### Excerpted passage
= = =

Teaching children how to be grateful is a gift that will benefit them throughout their lifetime.

Gratitude, a sense of appreciation, joy, or thankfulness, leads to better emotional and physical health in adults and in children. While the bulk of research concerning gratitude has been conducted with adults, newer research has explored its impact on children.

Studies involving children as young as 10 years of age have shown that children also reap positive effects from being thankful. In one such study, adolescents who were grateful showed greater optimism, greater satisfaction with their family, friends, community, school and self, and an overall positive outlook on their life, including positive thoughts concerning their friends’ and families’ support. Research with older adolescents revealed that gratitude is positively associated with life satisfaction, social integration, and academic achievement, and negatively related to envy, depression, and materialism. Other studies have shown that children who express or acknowledge gratitude sleep better and have stronger bonds and relationships with others; these advantages also correlate with children’s development of competence, confidence, connection, character, and caring/compassion.

On the other hand, research shows that youth who are ungrateful are less satisfied with their lives and are more apt to be aggressive and engage in risk-taking behaviors, such as early or frequent sexual activities, substance use, poor eating habits, physical inactivity, and poor academic performance.

Additionally, studies involving adults consistently show that grateful people are less likely to respond with anger after being hurt by others, have better coping mechanisms, and are more willing to help others than those who are not grateful. Interestingly, studies have shown that some of the positive benefits of gratitude last between 3 and 6 months.

Research has proven that individuals of all ages can learn how to become more grateful. Here are a few simple tasks that can help you and your child practice gratitude:
• write a letter of appreciation for someone.

= = =

### What needs to be done
Copy the stretch of the text on teaching children gratitude from "Additionally, studies involving" through "appreciation for someone." word for word.

= = =

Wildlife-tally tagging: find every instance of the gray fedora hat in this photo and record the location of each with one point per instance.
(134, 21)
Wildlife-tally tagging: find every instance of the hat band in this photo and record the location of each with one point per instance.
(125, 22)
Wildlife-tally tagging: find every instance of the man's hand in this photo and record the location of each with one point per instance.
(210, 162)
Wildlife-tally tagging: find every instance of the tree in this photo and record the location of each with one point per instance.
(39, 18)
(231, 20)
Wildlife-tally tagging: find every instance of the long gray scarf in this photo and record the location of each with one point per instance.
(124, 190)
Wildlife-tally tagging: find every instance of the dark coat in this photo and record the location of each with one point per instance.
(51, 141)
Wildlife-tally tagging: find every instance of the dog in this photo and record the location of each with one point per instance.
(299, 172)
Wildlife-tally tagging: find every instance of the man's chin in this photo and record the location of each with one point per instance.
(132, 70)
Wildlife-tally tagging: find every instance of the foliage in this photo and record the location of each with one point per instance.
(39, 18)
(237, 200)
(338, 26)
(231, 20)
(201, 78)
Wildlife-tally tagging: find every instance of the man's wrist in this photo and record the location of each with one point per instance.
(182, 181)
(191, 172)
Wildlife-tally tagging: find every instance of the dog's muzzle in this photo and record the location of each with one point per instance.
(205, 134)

= = =

### Exercise output
Additionally, studies involving adults consistently show that grateful people are less likely to respond with anger after being hurt by others, have better coping mechanisms, and are more willing to help others than those who are not grateful. Interestingly, studies have shown that some of the positive benefits of gratitude last between 3 and 6 months.

Research has proven that individuals of all ages can learn how to become more grateful. Here are a few simple tasks that can help you and your child practice gratitude:
• write a letter of appreciation for someone.